*** Block opens ***
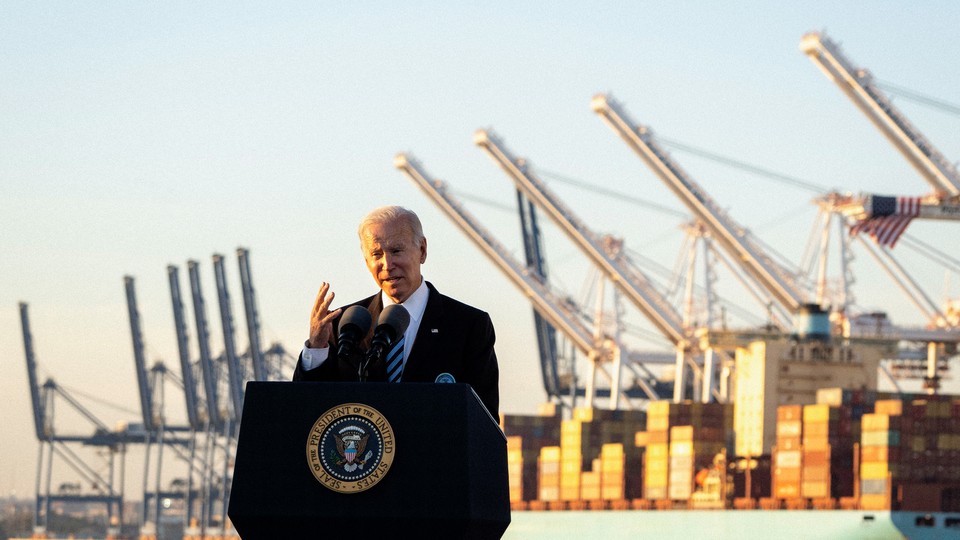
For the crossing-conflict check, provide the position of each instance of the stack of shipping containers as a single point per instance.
(879, 453)
(526, 436)
(787, 454)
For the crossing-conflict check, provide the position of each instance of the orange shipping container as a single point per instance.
(789, 412)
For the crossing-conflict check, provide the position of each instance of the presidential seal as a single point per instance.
(350, 448)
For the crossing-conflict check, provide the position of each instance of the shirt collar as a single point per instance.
(415, 304)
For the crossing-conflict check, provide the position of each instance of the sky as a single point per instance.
(137, 135)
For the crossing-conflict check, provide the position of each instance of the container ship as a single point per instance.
(849, 464)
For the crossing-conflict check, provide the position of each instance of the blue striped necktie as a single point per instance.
(395, 361)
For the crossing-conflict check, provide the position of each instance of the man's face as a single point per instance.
(393, 259)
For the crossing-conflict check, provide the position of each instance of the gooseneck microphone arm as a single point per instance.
(392, 323)
(354, 324)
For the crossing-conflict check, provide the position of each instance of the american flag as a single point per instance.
(888, 219)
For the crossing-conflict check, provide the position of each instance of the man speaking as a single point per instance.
(443, 340)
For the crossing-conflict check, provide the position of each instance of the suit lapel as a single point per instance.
*** Block closes ***
Without including any pictures, print each record exactly.

• **Task solution**:
For the crossing-conflict check, provide the position of each instance of the stack of shipping containers as a single point per instance.
(879, 453)
(526, 436)
(787, 454)
For the crossing-conflict check, provide the position of each instance of the orange shipping container as a single point per instance.
(789, 412)
For the crossing-conflict check, provide the position of each instance of the presidential seal as a single point per instance.
(350, 448)
For the crossing-conflict check, provide the position of each instance of the shirt collar as a single point per instance.
(415, 304)
For the crossing-conflict check, provide the position of each instance of the sky as a single point per instance.
(137, 135)
For the crossing-conflict check, provide the position of each instance of the container ship as a single point per instance.
(849, 464)
For the crossing-conflict check, provide the position of each instance of the blue striped necktie as a single point per instance.
(395, 361)
For the crossing-conflict check, provide the position of each instance of the man's face as a single point per instance.
(393, 259)
For the crossing-conflict check, provide the position of each instance of the gooseneck microphone arm as a single point per instance.
(392, 323)
(354, 324)
For the crossing-conflict check, provide the position of each instance of the american flag as a single point per instance.
(888, 219)
For the crossing-conflict check, provide the position of each instance of the man speaking as a single point per instance.
(443, 340)
For the crossing-conflict check, provide the position of each instance of the suit lapel as a single point per instance.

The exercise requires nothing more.